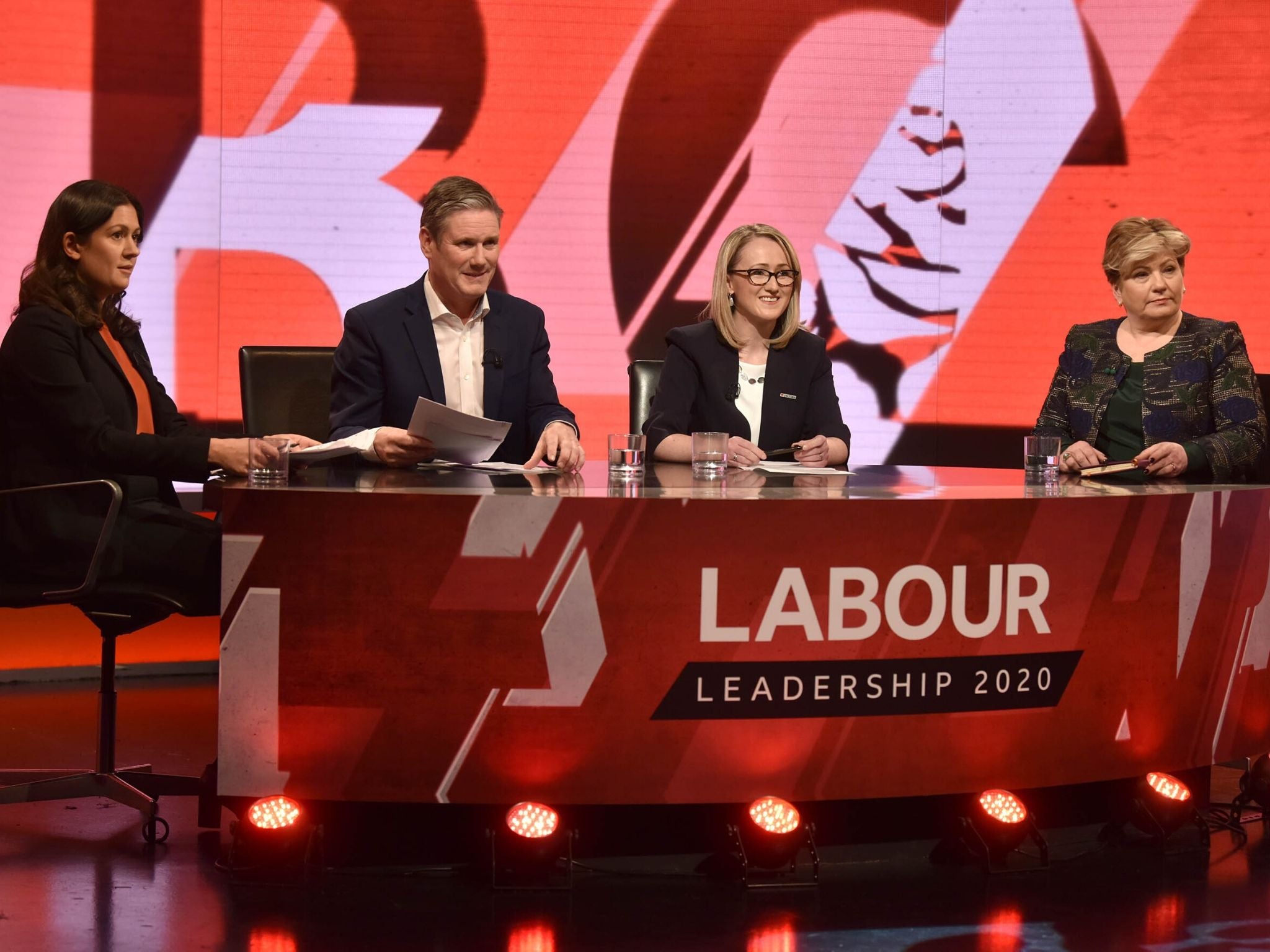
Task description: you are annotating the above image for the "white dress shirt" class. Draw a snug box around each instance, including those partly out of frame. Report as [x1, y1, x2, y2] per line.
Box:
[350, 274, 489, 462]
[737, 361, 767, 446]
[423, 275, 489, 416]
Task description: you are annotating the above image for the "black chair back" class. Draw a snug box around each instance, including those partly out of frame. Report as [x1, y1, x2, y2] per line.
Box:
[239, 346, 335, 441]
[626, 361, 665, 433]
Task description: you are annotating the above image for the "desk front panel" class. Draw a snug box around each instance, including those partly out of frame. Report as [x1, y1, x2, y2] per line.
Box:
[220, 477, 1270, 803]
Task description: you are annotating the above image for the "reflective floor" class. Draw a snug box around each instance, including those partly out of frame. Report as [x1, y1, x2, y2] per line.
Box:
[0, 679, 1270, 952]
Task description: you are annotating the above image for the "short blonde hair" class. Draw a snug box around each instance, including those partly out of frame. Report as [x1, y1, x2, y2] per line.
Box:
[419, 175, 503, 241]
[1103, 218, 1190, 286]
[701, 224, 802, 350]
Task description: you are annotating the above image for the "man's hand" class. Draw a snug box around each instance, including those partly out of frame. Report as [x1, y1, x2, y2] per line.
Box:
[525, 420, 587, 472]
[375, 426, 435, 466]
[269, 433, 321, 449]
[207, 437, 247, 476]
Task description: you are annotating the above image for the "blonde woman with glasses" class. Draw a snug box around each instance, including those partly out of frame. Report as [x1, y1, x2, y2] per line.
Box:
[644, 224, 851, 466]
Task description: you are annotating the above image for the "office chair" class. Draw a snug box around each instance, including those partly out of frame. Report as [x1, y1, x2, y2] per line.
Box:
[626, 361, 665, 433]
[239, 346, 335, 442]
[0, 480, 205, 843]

--------------------------------------------------

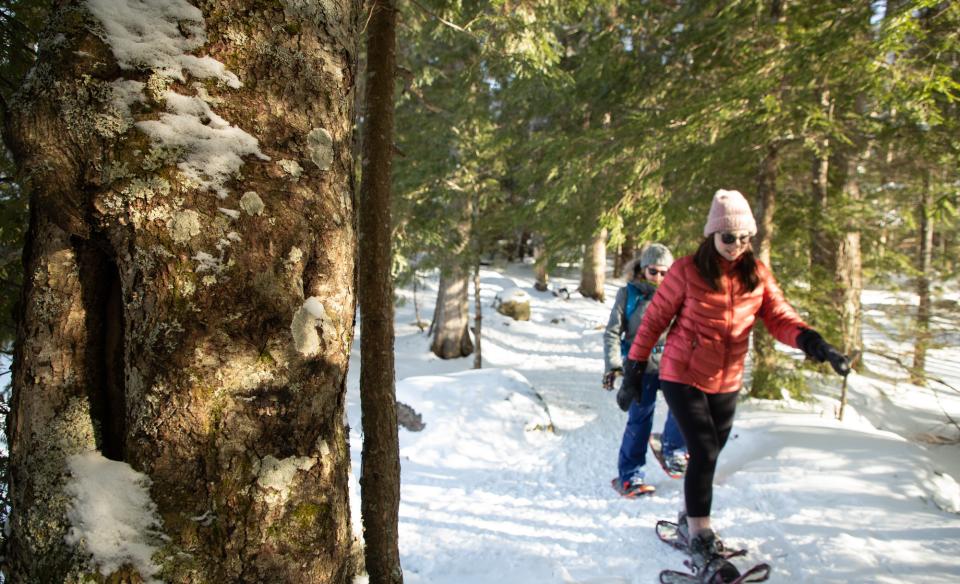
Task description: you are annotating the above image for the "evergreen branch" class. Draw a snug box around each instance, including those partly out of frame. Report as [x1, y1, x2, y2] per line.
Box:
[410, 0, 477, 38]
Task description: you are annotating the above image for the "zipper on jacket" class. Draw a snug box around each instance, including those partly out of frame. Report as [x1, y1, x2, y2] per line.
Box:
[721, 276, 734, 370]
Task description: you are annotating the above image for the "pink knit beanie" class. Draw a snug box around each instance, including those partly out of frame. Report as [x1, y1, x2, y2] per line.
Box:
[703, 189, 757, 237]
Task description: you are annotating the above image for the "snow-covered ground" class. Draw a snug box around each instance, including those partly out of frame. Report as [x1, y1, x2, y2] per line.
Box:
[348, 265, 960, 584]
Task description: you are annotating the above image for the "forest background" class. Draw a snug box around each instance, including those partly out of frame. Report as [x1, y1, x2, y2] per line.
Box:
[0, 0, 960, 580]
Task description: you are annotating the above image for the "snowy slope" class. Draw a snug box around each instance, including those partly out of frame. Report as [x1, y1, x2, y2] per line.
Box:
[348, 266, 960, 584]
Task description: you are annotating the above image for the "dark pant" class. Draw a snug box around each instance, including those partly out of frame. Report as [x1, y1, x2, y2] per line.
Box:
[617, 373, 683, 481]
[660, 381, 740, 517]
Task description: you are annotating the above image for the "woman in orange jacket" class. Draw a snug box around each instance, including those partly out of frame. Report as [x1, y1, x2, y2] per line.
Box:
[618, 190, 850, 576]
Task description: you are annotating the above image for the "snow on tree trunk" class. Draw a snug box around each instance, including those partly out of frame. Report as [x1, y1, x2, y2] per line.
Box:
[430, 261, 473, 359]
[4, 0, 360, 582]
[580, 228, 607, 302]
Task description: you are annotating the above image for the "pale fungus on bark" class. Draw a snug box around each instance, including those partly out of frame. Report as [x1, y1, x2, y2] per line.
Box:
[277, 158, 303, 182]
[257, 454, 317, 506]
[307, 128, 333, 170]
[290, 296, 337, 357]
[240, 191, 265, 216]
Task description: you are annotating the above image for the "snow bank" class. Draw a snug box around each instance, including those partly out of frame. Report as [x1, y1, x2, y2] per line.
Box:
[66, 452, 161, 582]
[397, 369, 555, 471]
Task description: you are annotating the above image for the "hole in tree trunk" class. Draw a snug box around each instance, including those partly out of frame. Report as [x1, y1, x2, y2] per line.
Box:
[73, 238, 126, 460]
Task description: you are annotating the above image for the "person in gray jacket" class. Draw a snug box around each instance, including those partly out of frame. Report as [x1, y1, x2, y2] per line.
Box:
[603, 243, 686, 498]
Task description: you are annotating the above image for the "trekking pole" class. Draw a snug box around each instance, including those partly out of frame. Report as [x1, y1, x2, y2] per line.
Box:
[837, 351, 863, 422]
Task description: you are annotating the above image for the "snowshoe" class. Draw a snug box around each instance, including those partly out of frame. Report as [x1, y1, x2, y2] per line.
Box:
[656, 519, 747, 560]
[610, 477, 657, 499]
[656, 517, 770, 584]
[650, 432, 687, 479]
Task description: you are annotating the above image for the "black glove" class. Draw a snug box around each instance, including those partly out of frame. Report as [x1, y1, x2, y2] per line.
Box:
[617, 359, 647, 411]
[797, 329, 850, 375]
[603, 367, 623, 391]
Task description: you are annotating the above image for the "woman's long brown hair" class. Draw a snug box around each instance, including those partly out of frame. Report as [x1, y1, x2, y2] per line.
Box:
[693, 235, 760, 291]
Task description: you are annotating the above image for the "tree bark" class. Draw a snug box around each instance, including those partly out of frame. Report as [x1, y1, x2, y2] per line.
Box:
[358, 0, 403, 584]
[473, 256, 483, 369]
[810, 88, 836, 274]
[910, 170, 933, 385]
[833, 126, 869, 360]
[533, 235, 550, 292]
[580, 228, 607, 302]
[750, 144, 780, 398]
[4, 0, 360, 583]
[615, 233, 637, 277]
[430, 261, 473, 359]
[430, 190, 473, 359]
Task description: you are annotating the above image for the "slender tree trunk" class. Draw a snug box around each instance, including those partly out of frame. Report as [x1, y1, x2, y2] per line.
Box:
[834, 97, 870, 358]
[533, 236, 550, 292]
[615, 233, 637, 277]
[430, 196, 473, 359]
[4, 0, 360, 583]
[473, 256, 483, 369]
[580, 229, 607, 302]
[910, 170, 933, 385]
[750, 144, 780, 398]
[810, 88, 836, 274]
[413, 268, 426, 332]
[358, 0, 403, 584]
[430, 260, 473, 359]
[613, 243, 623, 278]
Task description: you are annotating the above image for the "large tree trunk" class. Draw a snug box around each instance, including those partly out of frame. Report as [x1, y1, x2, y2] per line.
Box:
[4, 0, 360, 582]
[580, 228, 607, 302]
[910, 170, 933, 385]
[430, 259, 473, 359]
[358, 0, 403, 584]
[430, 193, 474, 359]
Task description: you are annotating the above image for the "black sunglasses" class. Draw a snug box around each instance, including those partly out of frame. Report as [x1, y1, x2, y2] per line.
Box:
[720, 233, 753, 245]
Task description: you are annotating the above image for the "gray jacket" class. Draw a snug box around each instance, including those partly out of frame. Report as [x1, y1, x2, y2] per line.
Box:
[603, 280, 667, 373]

--------------------------------------------------

Select every line in the records above that contains the string "woman", and copy each one unchanged.

Task description: you are annotating the above image for the "blonde woman with glasses" class. Draw a snug box around each instance, including those partly out of frame. Report as [x1, y1, x2, y2] per line.
Task description: you are annotating the above image for the "woman in orange jacket" class. Draw a snug box around each instance, including those partly out of frame. Report as [x1, y1, x2, y2] per line.
Task description: you are annotating the above image for the "woman's long brown hair" class. Draw a snug box around each instance, including those partly out of frame. Report as [x1, y1, x2, y2] per line.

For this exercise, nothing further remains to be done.